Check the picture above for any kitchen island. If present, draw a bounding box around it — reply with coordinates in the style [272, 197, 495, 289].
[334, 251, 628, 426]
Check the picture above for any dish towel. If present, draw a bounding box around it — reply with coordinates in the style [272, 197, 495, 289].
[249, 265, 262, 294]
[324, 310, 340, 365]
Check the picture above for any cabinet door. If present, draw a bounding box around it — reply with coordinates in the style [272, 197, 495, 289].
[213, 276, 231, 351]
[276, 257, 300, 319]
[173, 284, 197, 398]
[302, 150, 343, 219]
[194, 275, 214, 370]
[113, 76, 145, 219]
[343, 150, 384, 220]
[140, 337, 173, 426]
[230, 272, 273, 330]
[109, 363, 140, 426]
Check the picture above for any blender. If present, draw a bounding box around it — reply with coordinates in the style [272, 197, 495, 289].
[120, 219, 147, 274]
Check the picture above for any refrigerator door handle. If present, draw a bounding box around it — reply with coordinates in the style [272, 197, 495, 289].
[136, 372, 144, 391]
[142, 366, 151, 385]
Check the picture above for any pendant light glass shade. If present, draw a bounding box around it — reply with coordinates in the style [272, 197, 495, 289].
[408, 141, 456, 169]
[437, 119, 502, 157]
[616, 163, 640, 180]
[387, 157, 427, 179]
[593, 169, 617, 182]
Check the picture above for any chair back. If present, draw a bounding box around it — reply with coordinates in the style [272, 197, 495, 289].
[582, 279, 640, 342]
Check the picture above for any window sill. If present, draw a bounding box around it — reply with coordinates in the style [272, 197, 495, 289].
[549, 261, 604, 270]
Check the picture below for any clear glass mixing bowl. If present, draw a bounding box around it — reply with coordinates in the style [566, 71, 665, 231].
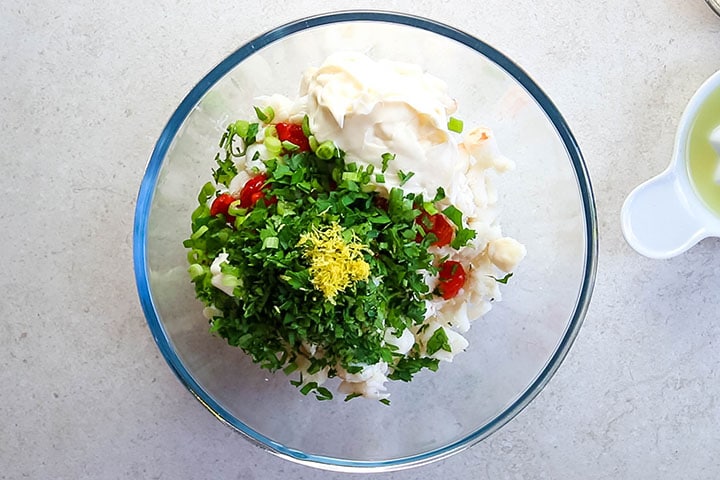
[134, 12, 597, 471]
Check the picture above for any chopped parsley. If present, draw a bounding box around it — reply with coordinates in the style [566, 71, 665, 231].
[184, 119, 484, 403]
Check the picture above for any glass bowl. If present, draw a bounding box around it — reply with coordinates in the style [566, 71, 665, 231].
[134, 12, 597, 471]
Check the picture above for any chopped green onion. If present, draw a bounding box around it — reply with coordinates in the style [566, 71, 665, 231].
[188, 263, 205, 280]
[233, 120, 250, 138]
[190, 225, 209, 240]
[342, 172, 360, 182]
[263, 237, 280, 248]
[263, 125, 277, 138]
[188, 248, 205, 264]
[277, 201, 295, 217]
[198, 182, 215, 205]
[448, 117, 463, 133]
[423, 202, 438, 215]
[253, 105, 275, 123]
[220, 273, 242, 287]
[233, 215, 248, 229]
[308, 135, 319, 152]
[263, 137, 282, 155]
[315, 140, 336, 160]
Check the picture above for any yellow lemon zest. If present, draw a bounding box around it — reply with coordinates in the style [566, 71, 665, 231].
[298, 223, 370, 303]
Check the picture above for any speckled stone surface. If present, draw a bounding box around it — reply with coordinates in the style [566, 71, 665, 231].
[0, 0, 720, 480]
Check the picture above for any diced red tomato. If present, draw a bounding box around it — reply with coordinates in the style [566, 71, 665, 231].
[275, 122, 310, 152]
[437, 260, 465, 300]
[210, 193, 235, 222]
[415, 211, 455, 247]
[240, 173, 267, 208]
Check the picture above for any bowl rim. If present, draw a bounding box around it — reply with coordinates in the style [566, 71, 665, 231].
[133, 10, 598, 472]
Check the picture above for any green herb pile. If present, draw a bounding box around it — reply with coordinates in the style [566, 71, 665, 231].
[184, 112, 474, 400]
────────
* Aim
Recast every one of the rows above as a two-column CSV with the headers instruction and coordinates, one line per row, putting each field in quotes and turning any line breaks into spaces. Leave the pictures out.

* Response
instruction,coordinates
"Check the picture above for any kitchen island. If present, draw a bounding box around it — reply with coordinates in the style [272, 197, 495, 289].","[334, 251, 628, 426]"
"Check the picture above for any dish towel. If present, draw a bounding box around it — reply with coordinates in the style [272, 197, 495, 289].","[249, 265, 262, 294] [324, 310, 340, 365]"
"Check the picture above for any cabinet door. If present, draw a bounding box around it — reply with coordinates in the style [272, 197, 495, 289].","[213, 276, 231, 351] [276, 257, 300, 319] [173, 284, 197, 398] [302, 150, 343, 219] [194, 275, 214, 370] [113, 76, 145, 219] [343, 150, 384, 220] [140, 337, 173, 426] [230, 272, 273, 330] [109, 363, 140, 426]"
"Check the picture above for any blender. If present, draw a bounding box around it — reply with coordinates in the style [272, 197, 495, 289].","[120, 219, 147, 274]"
"Check the picture above for any refrigerator door handle. If present, draw a bounding box around it — reply with coordinates in the style [272, 197, 495, 289].","[136, 372, 144, 391] [142, 366, 151, 385]"
"Check the picture above for any pendant light glass shade. If present, draw a bounding box around it — reply with coordinates in the style [272, 197, 495, 289].","[408, 141, 456, 169] [437, 119, 502, 157] [616, 163, 640, 180] [387, 157, 427, 179] [593, 169, 617, 182]"
"Check the picture above for any chair back. If present, draw a bounding box around it — reply with coordinates in the style [272, 197, 495, 289].","[582, 279, 640, 342]"
"Check the picture above for any window sill. If present, draw a bounding box around it — reply with coordinates in the style [272, 197, 495, 289].","[549, 261, 604, 270]"
"Check the picture below for any clear glass mixing bowl. If present, draw a bounding box around it — reply with coordinates in the style [566, 71, 665, 231].","[134, 12, 597, 471]"
"Check the picture above for any chopped parsley. If present, draw a bounding box around it — reply with coordinates in the style [566, 71, 665, 231].","[184, 119, 484, 403]"
"Check the picture above for any glass bowl. If present, draw a bounding box around it — reply with coordinates in the style [566, 71, 665, 231].","[134, 12, 597, 471]"
"Check the picture above for any chopped green onion. If present, draw a bounding box around it — reply with coordinates in the style [566, 71, 665, 231].","[188, 263, 205, 280] [233, 120, 250, 138] [190, 225, 209, 240] [342, 172, 360, 182] [263, 237, 280, 248] [263, 125, 277, 138] [188, 248, 205, 264] [277, 201, 295, 217] [198, 182, 215, 205] [448, 117, 463, 133] [423, 202, 438, 215] [253, 105, 275, 123] [220, 273, 242, 287] [233, 215, 248, 229] [308, 135, 319, 152] [263, 137, 282, 155] [315, 140, 336, 160]"
"Check the picture above for any yellow lemon zest. If present, draw a bounding box around it — reply with coordinates in the style [566, 71, 665, 231].","[298, 223, 370, 303]"
"Check the picture above for any speckled stone surface. If present, draw a bounding box around it — reply with coordinates in the style [566, 71, 665, 231].","[0, 0, 720, 480]"
"Check the picture above for any diced red tomato. If present, draw a bounding box around it — reply with coordinates in the style [566, 71, 665, 231].","[275, 122, 310, 152] [437, 260, 465, 300] [210, 193, 235, 222] [415, 211, 455, 247] [240, 173, 267, 208]"
"Check the picture above for any bowl rim. If present, draw a bounding box around it — reply with coordinates in the style [566, 71, 665, 231].","[133, 10, 598, 472]"
"Check the picture above for any green herb pile. If present, draw a bounding box around it — reply with coordinates in the style [566, 71, 665, 231].","[184, 112, 474, 400]"